(Collected data entries)
┄┄┄┄┄┄

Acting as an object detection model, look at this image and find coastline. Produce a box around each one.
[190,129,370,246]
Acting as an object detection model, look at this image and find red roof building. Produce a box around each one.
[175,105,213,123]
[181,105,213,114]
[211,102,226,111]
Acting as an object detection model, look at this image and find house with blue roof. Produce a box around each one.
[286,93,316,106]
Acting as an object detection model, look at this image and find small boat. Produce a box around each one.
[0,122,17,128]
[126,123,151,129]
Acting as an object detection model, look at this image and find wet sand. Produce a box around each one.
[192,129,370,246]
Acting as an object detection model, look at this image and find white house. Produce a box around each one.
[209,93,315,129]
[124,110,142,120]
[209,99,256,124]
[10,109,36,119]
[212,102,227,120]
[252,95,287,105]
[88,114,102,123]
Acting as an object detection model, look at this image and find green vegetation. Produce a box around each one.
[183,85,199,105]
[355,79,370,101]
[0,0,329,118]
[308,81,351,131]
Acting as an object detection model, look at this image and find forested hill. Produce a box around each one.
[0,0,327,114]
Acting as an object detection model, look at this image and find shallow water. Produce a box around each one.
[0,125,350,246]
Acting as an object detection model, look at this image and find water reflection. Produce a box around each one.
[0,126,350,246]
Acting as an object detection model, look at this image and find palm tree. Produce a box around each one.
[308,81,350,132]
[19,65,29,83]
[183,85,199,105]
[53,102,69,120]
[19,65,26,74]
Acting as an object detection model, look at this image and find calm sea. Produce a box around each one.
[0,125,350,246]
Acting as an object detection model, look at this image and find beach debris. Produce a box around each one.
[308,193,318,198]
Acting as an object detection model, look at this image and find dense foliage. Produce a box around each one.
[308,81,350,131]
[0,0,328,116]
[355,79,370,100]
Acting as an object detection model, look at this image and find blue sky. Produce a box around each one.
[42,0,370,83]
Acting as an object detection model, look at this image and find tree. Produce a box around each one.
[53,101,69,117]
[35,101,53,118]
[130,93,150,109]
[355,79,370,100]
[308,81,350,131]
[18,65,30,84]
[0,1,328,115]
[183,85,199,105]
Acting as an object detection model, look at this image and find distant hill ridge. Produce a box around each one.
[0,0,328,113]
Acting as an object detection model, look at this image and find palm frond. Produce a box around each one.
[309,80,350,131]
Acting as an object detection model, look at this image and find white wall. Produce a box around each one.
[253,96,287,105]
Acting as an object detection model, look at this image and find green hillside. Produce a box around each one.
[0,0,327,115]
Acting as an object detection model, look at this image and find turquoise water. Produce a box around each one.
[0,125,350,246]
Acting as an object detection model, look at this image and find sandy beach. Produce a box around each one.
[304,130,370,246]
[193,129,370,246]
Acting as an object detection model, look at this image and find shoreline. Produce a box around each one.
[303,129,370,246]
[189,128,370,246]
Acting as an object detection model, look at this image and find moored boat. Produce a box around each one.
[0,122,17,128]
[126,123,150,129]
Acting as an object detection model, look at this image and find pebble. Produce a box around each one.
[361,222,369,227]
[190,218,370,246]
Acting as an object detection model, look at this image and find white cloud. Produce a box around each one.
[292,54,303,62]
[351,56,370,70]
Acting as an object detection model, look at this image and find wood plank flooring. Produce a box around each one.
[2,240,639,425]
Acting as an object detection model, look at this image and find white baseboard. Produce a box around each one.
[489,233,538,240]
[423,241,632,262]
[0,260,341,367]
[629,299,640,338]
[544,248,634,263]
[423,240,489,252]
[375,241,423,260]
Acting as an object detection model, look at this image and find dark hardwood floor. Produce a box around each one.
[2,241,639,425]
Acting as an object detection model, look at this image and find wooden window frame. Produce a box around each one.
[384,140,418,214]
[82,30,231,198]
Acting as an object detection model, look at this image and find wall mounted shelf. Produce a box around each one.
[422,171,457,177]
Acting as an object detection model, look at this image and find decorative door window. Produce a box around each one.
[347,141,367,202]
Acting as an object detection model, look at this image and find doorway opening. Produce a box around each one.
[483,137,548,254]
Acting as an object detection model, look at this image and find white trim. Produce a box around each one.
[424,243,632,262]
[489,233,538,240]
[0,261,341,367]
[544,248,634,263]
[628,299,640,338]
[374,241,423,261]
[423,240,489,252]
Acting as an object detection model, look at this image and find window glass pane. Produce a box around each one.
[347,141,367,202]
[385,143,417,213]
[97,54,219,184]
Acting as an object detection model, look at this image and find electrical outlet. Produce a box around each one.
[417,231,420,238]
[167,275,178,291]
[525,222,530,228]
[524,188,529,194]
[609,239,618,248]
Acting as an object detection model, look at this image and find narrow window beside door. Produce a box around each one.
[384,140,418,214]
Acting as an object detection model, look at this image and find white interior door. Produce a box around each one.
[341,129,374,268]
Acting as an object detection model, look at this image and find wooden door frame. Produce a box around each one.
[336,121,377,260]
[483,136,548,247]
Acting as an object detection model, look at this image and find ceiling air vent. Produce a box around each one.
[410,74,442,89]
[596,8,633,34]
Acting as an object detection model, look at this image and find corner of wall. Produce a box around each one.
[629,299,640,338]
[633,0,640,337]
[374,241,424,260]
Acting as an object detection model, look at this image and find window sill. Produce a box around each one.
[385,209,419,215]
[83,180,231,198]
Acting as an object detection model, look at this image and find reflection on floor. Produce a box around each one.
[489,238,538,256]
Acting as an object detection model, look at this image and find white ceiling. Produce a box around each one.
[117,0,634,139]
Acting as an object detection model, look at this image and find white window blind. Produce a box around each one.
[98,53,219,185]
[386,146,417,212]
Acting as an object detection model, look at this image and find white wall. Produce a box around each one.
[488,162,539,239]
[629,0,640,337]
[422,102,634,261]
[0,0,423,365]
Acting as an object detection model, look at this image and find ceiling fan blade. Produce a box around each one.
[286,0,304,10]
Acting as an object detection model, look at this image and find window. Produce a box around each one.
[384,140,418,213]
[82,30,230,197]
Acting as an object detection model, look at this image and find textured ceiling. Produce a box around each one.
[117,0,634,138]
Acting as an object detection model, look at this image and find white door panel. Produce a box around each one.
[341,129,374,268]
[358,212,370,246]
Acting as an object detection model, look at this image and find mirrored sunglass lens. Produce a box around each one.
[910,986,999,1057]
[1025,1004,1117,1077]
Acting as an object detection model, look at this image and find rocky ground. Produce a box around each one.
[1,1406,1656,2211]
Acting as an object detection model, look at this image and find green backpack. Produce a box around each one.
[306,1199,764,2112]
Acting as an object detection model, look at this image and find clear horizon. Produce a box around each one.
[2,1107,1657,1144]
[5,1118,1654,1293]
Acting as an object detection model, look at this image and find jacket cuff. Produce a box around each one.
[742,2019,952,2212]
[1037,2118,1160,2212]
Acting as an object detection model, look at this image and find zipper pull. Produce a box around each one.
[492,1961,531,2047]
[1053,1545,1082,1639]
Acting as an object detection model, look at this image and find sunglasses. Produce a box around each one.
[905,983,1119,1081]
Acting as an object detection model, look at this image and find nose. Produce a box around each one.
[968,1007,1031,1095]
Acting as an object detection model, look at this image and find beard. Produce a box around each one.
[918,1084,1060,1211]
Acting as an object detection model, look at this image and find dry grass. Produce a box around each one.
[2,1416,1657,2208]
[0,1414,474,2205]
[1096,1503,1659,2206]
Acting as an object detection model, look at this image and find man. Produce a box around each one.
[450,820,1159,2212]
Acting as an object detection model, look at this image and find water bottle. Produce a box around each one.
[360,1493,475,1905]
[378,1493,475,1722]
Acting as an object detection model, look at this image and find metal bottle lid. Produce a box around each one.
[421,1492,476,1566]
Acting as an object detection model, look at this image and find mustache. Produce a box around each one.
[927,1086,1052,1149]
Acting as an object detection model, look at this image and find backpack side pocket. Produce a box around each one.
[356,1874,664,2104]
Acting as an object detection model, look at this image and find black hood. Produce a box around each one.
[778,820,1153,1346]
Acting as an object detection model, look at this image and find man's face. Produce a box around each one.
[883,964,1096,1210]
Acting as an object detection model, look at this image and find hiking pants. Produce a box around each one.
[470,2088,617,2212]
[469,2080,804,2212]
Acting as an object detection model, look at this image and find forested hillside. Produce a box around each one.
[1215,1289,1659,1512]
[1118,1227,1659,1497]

┄┄┄┄┄┄

Look above for the line with "pants. Produce a box around each one.", then copy it and each later line exactly, stopping at the last line of the records.

> [RESPONSE AREA]
Acting as an object detection model, look at this image and find hiking pants. Produce a box around each one.
[470,2088,617,2212]
[469,2080,804,2212]
Acting as an object detection model, look at this image and find forested hillside. Produce a box around each one.
[1215,1289,1659,1512]
[1118,1227,1659,1497]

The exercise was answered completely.